EXTRACT TO READ:
But it is time to introduce our present readers to Burton himself. Of his life, unfortunately, little is known beyond the very driest facts. That he was a younger son of an old Leicestershire family, educated at Sutton Coldfield and Nuneaton grammar-schools, entered as a commoner of Brasennose at the age of seventeen, and thence elected a student of Christchurch, are not particulars which help us much towards a picture of the man. It was within the walls of the latter college that he appears to

* Tristram Shandy, vol. v. ch. i. orig. edit., "The Lady Baussiere rode on," &c. We refer our readers to Ferriar's Illustrations of Sterne for the comparison of this passage with the original in the Anatomy (part iii. sect. 1, memb. 3): "Show some pitty, for Christ's sake," &c. Other instances of Sterne's obligations to Burton are, Mr Shandy's letter to Uncle Toby, with its obsolete medical practices; his philosophical consolations upon Uncle Toby's death; his notions on government; the story of the Abderites raving about "O Cupid, prince of gods and men," &c.

EXERCISES TO COMPLETE:
1 - Translate this sentence from the passage on Burton into Spanish: "Of his life, unfortunately, little is known beyond the very driest facts."
2 - According to the passage on Burton, at what age did he enter Brasennose as a commoner?
3 - Recast the note in the passage on Burton that begins "Tristram Shandy, vol. v. ch. i." as a short list that keeps its main facts.
The listing comes from a different source than the passage on Burton.

(Stored data entries)
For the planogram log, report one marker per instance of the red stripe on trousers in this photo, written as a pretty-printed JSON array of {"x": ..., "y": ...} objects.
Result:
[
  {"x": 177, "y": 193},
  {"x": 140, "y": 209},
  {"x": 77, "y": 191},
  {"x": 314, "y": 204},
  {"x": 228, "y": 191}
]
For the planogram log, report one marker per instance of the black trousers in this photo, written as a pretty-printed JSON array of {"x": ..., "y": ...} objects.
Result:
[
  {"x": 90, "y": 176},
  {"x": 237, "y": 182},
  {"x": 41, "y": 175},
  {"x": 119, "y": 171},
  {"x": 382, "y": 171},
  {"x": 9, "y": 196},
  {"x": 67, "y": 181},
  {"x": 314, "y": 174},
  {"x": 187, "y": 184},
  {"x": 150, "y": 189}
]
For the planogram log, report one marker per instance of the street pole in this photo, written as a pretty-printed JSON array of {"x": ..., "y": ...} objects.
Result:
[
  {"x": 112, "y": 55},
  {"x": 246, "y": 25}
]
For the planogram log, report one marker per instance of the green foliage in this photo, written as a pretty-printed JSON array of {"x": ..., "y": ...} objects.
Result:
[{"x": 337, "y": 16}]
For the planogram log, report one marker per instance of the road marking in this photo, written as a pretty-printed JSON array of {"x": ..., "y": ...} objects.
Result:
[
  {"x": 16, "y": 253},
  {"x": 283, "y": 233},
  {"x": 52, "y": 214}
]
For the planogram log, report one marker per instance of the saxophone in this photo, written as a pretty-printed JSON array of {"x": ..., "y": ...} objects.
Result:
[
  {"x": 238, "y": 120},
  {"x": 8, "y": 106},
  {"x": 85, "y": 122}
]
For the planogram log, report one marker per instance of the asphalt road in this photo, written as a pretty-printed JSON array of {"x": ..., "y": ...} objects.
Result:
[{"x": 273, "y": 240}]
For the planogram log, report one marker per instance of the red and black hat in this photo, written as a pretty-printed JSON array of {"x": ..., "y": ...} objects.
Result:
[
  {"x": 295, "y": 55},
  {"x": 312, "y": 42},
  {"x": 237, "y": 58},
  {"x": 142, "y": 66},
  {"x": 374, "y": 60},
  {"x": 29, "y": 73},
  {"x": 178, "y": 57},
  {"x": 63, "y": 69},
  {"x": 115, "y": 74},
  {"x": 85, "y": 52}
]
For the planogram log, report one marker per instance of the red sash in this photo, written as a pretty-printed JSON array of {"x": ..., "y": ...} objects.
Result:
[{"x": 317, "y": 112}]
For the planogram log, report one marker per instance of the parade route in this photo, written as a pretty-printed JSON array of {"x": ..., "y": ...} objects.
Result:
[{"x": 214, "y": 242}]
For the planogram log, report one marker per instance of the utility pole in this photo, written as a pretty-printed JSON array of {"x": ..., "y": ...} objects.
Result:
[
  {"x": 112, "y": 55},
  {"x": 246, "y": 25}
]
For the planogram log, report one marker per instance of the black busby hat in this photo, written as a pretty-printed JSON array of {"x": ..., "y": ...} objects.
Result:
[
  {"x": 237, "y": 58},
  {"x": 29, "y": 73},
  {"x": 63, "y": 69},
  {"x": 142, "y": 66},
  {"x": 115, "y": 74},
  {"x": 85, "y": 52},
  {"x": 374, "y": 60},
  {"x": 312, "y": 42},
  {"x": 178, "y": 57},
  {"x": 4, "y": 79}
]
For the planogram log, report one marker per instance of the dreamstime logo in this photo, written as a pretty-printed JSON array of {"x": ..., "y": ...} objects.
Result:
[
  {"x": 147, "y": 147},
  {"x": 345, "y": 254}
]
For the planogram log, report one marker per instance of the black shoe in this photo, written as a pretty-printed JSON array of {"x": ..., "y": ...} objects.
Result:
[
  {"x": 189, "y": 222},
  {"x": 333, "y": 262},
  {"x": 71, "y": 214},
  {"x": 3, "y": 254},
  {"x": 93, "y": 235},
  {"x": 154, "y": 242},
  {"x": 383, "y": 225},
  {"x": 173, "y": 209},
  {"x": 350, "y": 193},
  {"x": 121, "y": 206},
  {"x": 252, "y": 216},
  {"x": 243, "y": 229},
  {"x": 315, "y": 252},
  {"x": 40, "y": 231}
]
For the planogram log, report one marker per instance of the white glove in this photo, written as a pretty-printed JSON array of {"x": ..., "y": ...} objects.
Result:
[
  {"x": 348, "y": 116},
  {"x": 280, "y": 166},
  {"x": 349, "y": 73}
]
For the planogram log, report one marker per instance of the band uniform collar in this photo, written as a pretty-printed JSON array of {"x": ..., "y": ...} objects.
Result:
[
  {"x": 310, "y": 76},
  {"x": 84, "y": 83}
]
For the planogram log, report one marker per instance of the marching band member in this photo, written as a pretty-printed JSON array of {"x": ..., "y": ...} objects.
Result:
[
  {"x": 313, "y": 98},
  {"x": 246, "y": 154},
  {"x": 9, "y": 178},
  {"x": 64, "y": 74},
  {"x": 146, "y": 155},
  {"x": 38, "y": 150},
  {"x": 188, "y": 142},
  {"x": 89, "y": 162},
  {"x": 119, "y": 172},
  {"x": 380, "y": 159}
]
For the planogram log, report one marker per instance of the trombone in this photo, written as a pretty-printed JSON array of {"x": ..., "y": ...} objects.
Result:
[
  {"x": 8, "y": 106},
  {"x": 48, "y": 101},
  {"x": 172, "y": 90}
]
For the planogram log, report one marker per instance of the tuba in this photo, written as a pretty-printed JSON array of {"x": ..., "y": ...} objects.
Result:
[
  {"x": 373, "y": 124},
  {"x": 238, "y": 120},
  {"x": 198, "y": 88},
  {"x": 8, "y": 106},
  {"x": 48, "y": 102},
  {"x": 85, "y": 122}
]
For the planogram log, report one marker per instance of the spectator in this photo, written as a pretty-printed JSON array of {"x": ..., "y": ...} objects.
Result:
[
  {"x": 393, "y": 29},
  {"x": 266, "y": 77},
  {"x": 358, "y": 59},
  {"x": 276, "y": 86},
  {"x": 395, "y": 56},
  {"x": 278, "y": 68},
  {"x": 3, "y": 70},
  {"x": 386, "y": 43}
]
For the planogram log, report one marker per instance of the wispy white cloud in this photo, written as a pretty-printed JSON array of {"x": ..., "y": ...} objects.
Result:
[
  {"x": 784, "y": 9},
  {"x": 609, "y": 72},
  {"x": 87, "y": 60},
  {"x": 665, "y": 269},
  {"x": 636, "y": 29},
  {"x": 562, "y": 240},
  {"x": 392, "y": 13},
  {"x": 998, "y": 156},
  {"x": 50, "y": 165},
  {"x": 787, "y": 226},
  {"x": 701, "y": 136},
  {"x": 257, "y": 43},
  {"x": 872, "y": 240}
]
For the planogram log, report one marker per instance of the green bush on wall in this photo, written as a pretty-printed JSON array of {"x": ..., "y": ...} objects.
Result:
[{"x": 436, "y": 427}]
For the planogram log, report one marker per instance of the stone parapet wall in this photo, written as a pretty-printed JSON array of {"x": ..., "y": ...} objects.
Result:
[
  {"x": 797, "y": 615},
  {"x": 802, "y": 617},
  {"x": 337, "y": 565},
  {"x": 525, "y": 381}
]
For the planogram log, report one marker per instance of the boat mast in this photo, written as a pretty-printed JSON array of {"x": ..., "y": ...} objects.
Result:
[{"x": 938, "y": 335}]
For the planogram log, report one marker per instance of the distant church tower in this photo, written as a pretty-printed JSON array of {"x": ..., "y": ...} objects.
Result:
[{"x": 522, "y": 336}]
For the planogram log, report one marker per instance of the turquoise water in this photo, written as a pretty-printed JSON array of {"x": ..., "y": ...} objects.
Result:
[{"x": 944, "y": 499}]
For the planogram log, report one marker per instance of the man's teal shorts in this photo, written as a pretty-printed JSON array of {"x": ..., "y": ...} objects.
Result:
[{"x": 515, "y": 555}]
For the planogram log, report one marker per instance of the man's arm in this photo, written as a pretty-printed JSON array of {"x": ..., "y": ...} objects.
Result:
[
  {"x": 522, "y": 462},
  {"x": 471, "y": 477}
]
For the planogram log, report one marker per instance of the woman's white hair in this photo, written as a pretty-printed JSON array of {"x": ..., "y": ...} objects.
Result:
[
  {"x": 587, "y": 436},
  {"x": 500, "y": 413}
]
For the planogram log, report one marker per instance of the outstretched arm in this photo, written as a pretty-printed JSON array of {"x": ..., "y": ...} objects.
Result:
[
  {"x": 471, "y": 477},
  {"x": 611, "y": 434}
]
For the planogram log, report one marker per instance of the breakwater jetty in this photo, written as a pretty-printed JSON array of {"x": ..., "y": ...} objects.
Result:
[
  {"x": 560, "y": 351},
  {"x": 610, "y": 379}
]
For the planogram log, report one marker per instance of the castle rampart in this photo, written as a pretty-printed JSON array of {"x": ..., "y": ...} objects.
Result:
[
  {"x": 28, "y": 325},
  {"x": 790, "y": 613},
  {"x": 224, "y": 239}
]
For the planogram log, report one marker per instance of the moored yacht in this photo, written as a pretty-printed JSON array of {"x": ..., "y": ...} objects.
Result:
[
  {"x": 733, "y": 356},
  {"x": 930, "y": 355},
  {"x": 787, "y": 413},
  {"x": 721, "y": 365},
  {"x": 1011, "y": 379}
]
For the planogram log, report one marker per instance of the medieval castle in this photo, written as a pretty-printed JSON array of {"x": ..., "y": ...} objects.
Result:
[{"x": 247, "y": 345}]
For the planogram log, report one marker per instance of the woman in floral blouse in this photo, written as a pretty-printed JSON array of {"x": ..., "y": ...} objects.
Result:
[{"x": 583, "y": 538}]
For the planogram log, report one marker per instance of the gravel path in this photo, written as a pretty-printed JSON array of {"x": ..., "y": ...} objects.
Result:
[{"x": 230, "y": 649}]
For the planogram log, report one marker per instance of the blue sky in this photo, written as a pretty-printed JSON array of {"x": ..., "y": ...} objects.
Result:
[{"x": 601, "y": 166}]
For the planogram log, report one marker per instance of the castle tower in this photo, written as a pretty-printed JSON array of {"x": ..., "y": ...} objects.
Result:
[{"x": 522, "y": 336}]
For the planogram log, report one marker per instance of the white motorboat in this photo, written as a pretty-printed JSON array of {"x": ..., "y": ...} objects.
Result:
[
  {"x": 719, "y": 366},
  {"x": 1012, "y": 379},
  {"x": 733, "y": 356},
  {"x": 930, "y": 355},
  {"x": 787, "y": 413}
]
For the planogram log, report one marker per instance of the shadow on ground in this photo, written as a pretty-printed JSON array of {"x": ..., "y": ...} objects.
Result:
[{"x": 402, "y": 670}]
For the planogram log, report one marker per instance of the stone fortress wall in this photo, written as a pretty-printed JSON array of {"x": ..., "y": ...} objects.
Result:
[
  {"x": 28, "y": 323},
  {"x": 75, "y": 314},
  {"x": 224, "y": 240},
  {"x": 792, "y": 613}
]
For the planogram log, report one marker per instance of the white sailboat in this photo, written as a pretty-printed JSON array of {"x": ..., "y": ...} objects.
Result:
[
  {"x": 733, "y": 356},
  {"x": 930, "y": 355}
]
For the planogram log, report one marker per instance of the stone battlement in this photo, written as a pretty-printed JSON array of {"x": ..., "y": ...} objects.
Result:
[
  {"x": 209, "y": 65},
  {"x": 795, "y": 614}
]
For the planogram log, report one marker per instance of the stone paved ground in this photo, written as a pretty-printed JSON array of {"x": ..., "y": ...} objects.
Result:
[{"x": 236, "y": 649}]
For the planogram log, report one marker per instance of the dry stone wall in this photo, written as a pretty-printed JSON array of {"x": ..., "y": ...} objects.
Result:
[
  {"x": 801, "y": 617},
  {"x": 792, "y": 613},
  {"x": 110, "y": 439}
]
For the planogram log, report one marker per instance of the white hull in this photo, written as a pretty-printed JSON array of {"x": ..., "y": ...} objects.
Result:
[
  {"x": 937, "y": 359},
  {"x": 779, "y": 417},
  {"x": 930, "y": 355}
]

SOLUTIONS TO EACH TASK:
1 - De su vida, por desgracia, poco se sabe más allá de los datos más áridos.

2 - At the age of seventeen.

3 -
- The note cites Tristram Shandy, vol. v, ch. i (original edition), at the passage beginning "The Lady Baussiere rode on."
- It sends readers to Ferriar's Illustrations of Sterne to compare that passage with its original in the Anatomy (part iii, sect. 1, memb. 3), "Show some pitty, for Christ's sake."
- Other debts of Sterne to Burton:
  - Mr Shandy's letter to Uncle Toby, with its obsolete medical practices
  - his philosophical consolations upon Uncle Toby's death
  - his notions on government
  - the story of the Abderites raving about "O Cupid, prince of gods and men"